▸ **WHAT YOU SHOULD DO**
Scale the data from the line containing "task | place one marker on every instance of the hazy" down to the line containing "[(1152, 702)]", both ends included. Write out every line in that span again in full, with each answer coordinate multiplied by 1.35 and rounded to a whole number (halves up), and leave out all other data.

▸ **RECORD EXTRACTS**
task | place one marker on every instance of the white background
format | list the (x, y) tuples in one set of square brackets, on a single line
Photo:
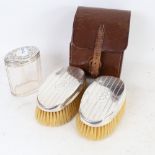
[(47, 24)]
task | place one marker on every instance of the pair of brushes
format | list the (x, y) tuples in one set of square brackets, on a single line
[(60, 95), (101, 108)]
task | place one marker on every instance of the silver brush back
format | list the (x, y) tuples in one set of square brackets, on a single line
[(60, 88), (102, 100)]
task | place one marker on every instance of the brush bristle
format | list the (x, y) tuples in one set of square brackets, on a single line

* * *

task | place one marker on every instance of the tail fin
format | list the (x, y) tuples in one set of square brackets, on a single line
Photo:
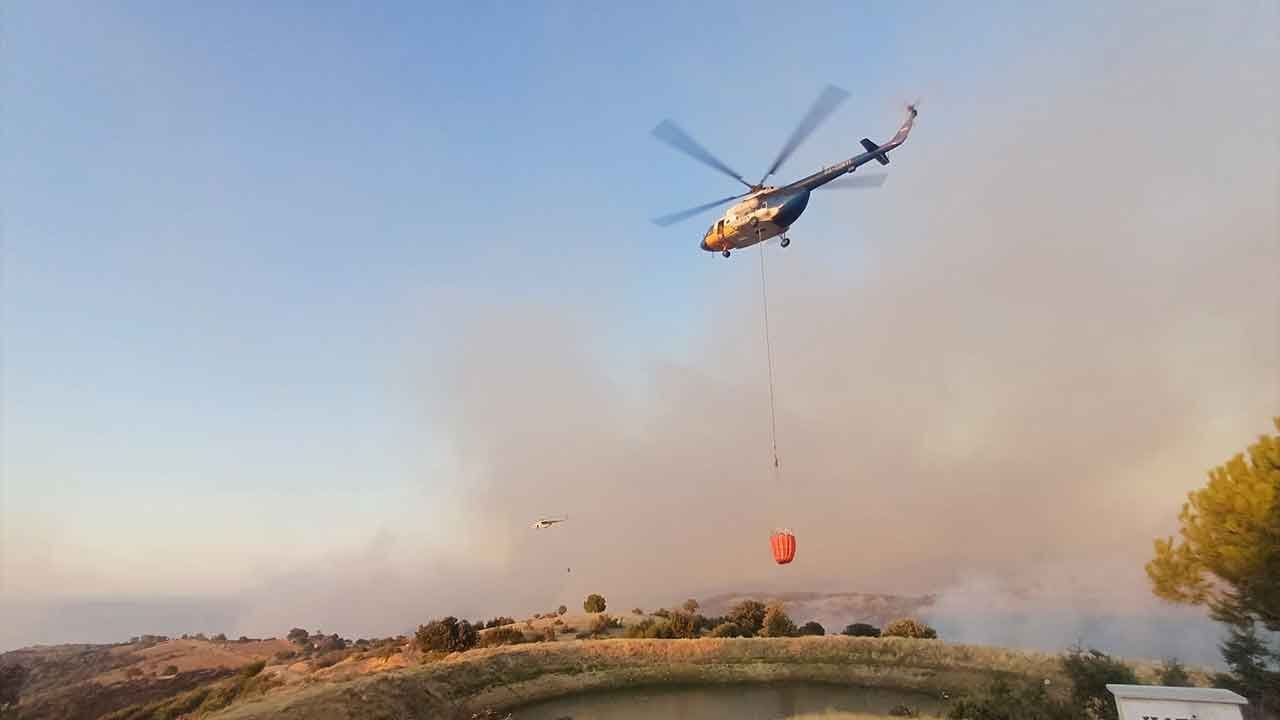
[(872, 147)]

* * *

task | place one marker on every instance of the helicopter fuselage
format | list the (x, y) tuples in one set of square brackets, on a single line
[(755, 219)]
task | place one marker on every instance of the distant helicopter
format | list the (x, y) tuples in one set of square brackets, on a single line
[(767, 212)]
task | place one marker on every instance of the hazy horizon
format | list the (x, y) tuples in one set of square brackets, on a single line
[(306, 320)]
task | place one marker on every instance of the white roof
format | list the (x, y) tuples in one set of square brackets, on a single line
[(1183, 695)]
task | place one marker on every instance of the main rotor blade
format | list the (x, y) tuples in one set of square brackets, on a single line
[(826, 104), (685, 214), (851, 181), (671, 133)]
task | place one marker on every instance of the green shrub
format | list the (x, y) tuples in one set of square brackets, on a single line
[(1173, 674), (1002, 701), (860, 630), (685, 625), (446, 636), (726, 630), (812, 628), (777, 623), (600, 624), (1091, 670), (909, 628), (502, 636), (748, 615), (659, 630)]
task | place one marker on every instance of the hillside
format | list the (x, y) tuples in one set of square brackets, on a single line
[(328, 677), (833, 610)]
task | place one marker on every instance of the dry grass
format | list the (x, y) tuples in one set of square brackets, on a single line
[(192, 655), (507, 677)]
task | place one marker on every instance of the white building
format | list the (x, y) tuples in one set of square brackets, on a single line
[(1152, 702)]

▸ **SOLUTION TO THIS EXERCISE**
task | place one marker on every instance of the hazy horizon
format | list the (x, y) tuples in one set of square brackets, on a single line
[(413, 432)]
task | place one marker on every instance of the white roof
format | list the (x, y) tuples in one set of square brackets, on a single line
[(1597, 938)]
task | place one marker on every instance of the main rotor blade
format | list the (x, y) tuples in one set of square brackets, on a single line
[(1115, 140), (925, 289), (1149, 244), (906, 180)]
task | place one marker on every instance of the green shrub
format | list the (x, y) tuples in one set of square brackets, on a single line
[(1584, 910), (1353, 946), (1161, 851), (925, 844), (602, 859), (980, 851), (1096, 848), (1049, 841), (810, 842), (1473, 905), (1227, 848), (678, 859), (1010, 830), (890, 851)]
task | place one marker on every instance of the hillside
format | list the (x, y) tuples in one set of square brackets, on a single line
[(443, 914), (1125, 824)]
task | place one marker on every instance of the dry grass
format | list the (x, y) tuples in one set of square brackets, on a single line
[(259, 884), (684, 914)]
task | place one marker on every instance of the white building
format | list the (x, y) tuples in one set of square brackets, on a single line
[(1555, 948)]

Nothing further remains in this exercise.